_Records for the task_.
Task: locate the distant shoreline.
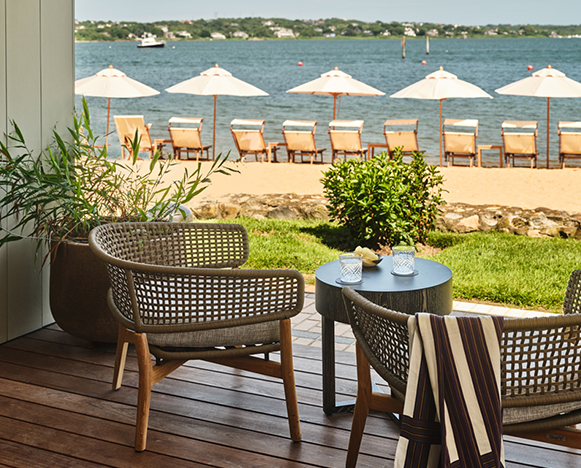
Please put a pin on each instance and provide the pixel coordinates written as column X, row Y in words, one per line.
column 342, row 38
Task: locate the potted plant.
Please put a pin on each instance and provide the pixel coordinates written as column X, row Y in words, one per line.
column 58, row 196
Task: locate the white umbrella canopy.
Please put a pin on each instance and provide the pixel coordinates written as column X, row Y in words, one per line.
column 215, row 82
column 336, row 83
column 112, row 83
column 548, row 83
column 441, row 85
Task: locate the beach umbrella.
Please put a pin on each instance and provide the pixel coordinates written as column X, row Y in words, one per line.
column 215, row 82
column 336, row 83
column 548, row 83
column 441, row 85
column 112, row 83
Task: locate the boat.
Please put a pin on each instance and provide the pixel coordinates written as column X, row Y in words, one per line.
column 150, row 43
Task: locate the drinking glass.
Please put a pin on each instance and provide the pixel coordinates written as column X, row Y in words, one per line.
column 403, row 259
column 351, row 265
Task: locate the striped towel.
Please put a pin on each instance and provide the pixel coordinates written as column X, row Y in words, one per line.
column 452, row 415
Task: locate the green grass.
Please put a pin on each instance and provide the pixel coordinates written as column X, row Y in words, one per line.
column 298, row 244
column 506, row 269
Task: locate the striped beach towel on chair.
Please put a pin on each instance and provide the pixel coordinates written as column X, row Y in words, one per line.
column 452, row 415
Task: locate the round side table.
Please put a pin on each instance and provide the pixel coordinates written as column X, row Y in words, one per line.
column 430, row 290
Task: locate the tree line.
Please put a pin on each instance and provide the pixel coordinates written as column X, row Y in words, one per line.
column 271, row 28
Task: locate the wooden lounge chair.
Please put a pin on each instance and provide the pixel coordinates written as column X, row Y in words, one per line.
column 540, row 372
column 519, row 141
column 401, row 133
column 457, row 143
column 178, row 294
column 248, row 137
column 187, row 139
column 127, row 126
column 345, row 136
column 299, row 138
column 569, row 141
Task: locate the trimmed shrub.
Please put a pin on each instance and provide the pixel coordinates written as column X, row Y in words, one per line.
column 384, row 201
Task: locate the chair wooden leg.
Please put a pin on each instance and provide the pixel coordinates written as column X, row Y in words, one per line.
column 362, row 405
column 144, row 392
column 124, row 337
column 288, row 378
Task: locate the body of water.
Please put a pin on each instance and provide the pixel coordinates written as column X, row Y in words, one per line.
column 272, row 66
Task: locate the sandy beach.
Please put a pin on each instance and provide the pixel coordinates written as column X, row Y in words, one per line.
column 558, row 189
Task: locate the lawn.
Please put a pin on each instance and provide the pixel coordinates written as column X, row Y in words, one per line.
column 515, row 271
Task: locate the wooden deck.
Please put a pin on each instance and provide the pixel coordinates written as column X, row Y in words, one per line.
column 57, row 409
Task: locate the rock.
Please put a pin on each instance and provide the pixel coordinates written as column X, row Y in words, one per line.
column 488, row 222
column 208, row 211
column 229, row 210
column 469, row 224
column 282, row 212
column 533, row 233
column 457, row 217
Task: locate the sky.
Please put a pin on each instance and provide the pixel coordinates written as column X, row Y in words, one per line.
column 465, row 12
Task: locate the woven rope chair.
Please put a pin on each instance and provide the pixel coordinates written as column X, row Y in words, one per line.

_What you should do_. All lines of the entries above where "umbrella" turns up should be reported.

_Written response_.
Task: locate the white umbrella canopy.
Task: locate the beach umbrella.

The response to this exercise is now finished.